_Goal of the exercise_. Copy the data word for word, keeping every line.

_Source data_.
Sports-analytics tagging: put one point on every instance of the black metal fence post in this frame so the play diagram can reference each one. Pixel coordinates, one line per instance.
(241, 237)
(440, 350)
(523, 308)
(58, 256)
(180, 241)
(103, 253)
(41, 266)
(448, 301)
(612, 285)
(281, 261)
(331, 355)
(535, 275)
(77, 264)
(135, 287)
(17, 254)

_Reply to the task_.
Sports-analytics tagging: put one point on every instance of the black metal fence post in this frame so the play diagram can reference each one. Pixel coordinates, one line per instance.
(241, 237)
(440, 350)
(523, 308)
(58, 256)
(180, 241)
(103, 253)
(41, 266)
(448, 301)
(612, 285)
(281, 261)
(331, 355)
(535, 275)
(77, 264)
(135, 287)
(17, 254)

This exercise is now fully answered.